PROBLEM STATEMENT
Find each line in the records below that contains the word "wall" and copy those lines.

RECORDS SHOWN
-=-=-=-=-

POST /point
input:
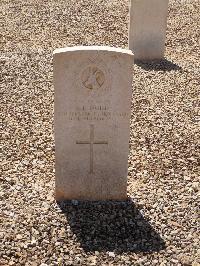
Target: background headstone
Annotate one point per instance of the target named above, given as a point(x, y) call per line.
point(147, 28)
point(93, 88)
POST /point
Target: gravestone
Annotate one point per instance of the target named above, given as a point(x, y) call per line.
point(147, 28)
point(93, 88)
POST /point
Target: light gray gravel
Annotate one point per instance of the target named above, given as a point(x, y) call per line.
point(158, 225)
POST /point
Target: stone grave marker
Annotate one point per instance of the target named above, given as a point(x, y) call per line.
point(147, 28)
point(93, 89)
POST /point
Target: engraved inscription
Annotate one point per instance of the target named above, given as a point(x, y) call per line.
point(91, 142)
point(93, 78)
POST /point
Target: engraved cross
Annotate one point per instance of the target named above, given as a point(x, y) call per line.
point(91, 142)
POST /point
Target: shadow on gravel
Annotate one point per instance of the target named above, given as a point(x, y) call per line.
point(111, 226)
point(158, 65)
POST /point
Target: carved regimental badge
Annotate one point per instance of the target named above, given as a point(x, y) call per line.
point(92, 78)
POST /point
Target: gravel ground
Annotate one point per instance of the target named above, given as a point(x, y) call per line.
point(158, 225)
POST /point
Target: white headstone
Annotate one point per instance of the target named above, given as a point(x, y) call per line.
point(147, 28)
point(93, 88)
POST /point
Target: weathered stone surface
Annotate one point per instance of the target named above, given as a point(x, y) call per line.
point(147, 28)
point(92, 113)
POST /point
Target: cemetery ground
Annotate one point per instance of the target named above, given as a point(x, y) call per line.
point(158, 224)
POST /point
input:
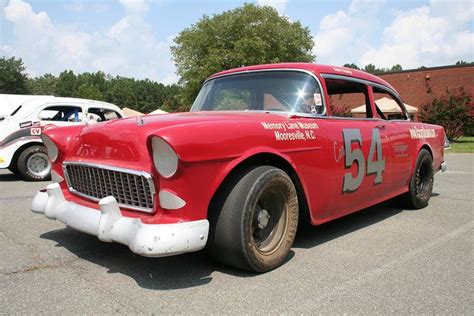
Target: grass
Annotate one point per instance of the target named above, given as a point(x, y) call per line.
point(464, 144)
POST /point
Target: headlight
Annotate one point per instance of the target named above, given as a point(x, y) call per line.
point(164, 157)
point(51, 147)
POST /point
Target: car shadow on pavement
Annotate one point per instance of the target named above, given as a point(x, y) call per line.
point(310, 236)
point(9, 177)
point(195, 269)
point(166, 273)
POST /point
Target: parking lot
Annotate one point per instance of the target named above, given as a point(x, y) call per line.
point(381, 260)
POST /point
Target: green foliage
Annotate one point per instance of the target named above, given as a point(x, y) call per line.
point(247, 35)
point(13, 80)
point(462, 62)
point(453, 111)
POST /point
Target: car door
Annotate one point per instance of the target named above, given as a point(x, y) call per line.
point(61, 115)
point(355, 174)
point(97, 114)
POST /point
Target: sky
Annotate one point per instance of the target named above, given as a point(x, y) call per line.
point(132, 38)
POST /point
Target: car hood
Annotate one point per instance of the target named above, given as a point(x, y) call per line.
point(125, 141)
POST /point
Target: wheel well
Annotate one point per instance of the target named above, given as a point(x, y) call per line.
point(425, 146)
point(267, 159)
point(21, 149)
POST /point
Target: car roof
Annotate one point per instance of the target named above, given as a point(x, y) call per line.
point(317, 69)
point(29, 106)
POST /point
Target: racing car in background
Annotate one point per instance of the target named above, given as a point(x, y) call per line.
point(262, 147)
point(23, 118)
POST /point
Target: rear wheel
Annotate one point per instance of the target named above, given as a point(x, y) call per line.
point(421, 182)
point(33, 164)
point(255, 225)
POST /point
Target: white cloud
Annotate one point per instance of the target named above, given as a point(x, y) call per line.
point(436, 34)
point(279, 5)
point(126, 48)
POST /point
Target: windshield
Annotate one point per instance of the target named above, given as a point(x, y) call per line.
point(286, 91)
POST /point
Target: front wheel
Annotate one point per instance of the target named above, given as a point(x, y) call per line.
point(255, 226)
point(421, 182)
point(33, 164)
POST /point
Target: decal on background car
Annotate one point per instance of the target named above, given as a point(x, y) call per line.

-=-=-=-=-

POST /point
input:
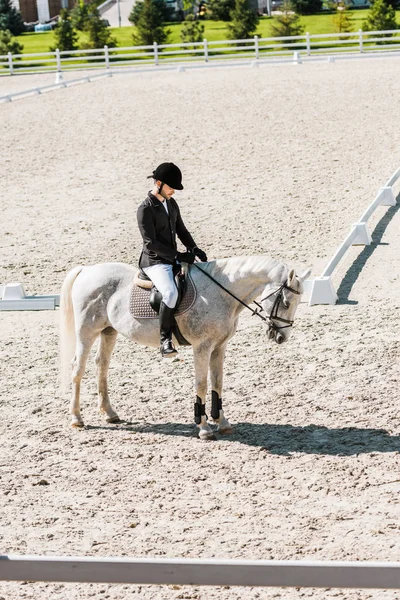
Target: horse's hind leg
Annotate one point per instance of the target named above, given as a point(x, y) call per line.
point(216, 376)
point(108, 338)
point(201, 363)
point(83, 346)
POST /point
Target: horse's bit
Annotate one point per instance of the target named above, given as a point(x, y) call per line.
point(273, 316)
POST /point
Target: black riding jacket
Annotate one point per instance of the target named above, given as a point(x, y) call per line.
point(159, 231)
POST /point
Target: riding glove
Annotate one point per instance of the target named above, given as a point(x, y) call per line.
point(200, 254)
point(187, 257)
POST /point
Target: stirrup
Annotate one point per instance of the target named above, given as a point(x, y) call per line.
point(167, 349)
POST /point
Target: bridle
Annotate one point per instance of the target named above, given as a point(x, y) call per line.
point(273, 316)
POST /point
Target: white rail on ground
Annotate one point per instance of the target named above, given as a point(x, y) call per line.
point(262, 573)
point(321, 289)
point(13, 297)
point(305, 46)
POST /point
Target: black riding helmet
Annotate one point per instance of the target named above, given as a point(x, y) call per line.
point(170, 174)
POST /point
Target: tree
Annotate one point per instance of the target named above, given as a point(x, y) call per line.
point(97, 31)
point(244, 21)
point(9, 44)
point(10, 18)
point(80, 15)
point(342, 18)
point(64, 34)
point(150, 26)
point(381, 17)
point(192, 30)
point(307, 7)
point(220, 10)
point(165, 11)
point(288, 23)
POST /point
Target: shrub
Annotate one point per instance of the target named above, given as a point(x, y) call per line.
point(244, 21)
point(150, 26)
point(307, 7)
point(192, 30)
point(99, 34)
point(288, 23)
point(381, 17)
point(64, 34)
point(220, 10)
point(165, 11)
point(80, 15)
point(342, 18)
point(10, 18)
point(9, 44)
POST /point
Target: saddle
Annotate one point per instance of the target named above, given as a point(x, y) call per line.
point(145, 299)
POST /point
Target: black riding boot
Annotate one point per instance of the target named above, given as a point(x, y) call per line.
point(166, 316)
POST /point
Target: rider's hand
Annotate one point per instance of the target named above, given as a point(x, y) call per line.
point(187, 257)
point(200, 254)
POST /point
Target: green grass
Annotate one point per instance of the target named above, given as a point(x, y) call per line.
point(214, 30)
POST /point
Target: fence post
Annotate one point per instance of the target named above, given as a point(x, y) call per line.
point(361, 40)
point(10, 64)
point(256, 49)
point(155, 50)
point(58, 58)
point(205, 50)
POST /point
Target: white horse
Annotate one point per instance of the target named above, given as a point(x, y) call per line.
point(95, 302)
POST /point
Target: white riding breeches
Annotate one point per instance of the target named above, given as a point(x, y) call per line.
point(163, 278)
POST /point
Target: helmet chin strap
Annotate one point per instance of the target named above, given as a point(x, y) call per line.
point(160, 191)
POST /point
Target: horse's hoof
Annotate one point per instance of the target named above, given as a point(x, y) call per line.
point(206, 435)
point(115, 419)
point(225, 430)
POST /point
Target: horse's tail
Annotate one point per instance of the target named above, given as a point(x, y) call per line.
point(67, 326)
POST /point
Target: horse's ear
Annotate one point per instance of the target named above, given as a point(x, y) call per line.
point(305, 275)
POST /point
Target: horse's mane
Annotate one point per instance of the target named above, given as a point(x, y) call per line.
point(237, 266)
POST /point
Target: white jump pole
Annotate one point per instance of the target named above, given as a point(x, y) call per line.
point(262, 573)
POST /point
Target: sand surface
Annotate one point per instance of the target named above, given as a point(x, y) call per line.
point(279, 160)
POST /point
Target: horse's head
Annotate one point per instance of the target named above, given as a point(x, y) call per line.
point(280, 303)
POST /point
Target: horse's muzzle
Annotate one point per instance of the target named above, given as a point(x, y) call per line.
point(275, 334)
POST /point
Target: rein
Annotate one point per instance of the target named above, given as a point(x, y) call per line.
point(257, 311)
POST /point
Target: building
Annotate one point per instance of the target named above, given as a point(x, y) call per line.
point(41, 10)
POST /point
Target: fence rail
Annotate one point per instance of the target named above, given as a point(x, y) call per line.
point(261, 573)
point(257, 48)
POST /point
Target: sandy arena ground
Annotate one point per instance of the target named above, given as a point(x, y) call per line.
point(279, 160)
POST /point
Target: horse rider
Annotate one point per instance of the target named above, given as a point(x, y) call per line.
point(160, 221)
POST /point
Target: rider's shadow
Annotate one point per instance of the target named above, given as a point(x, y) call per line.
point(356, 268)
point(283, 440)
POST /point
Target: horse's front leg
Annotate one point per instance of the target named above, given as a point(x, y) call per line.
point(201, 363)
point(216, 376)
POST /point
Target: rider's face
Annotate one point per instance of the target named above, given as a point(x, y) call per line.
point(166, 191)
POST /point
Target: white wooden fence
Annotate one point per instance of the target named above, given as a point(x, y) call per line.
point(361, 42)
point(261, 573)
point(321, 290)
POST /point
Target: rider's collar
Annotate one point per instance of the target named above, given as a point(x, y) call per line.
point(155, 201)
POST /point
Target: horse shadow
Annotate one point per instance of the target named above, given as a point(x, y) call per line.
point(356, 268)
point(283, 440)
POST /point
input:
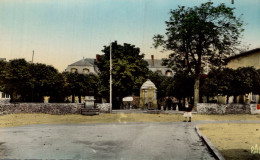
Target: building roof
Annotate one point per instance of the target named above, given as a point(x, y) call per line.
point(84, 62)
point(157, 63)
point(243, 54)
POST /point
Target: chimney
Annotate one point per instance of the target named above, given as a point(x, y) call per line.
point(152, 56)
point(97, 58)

-=-=-=-=-

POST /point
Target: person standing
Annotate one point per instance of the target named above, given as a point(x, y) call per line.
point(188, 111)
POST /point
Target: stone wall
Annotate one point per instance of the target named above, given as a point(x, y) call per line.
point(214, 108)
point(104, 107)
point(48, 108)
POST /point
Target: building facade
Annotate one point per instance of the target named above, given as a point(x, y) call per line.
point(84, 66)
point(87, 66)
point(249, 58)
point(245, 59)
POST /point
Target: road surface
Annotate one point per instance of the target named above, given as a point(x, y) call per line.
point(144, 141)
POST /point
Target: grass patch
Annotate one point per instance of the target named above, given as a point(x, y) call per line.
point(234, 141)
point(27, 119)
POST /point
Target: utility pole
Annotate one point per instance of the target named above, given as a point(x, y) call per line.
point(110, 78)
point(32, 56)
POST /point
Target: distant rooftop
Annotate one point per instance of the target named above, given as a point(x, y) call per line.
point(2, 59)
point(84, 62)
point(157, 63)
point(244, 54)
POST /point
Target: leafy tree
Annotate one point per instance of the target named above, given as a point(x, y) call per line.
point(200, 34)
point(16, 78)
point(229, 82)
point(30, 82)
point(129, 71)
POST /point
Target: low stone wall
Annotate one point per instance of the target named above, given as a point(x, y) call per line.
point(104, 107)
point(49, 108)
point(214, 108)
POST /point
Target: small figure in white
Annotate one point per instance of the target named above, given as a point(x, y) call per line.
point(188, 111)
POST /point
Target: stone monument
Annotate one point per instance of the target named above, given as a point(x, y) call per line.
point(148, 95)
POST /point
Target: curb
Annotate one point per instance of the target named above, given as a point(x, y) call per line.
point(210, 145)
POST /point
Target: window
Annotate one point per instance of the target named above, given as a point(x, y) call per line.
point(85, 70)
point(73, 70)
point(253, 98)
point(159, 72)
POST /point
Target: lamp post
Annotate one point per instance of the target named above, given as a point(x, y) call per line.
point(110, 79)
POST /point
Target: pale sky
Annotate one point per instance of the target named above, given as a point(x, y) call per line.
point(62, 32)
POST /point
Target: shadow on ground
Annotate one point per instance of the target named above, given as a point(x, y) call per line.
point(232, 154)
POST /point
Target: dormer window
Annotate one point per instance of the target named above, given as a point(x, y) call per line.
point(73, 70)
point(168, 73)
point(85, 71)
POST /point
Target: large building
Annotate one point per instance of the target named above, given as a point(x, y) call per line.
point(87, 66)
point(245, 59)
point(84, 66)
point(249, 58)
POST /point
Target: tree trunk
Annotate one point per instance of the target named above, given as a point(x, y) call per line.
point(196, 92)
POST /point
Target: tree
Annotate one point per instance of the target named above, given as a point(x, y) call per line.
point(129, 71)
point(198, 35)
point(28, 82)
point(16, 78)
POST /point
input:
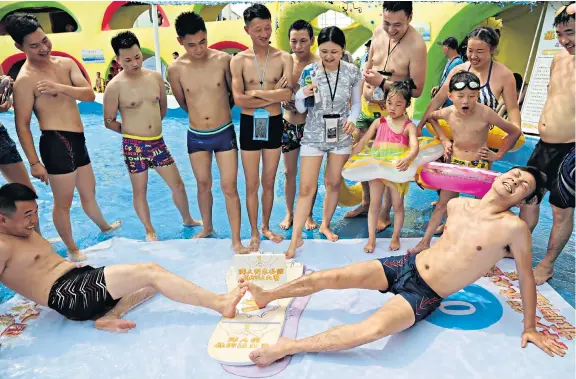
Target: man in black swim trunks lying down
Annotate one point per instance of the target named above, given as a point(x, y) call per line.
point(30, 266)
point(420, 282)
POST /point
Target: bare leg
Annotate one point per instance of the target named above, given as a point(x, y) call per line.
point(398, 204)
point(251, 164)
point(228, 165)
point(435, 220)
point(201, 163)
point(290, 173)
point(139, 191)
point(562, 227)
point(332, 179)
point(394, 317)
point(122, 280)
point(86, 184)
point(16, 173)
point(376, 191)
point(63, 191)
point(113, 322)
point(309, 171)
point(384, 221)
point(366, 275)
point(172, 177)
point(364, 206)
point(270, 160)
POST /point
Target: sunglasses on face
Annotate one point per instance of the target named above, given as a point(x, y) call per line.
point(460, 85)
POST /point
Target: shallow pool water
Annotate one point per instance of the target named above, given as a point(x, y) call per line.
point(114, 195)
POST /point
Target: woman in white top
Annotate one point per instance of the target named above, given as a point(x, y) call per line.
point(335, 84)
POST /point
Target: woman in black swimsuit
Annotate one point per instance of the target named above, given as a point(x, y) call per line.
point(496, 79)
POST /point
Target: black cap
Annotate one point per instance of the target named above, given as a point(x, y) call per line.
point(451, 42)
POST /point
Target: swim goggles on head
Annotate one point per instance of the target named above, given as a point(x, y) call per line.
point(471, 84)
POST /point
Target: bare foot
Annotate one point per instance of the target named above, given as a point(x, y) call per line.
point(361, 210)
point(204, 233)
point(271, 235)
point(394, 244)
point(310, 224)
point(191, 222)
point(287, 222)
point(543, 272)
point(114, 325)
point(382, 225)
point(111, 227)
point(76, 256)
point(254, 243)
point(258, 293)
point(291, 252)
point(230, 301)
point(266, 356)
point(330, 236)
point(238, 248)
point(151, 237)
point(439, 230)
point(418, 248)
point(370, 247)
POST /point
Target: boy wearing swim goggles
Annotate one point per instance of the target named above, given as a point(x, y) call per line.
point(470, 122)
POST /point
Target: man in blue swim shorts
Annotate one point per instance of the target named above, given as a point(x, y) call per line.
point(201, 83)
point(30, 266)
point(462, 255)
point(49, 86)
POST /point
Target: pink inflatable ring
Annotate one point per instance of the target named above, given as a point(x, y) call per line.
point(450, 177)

-=-=-=-=-

ANSWER TO THE EXERCISE
Target: stone wall
Target: low stone wall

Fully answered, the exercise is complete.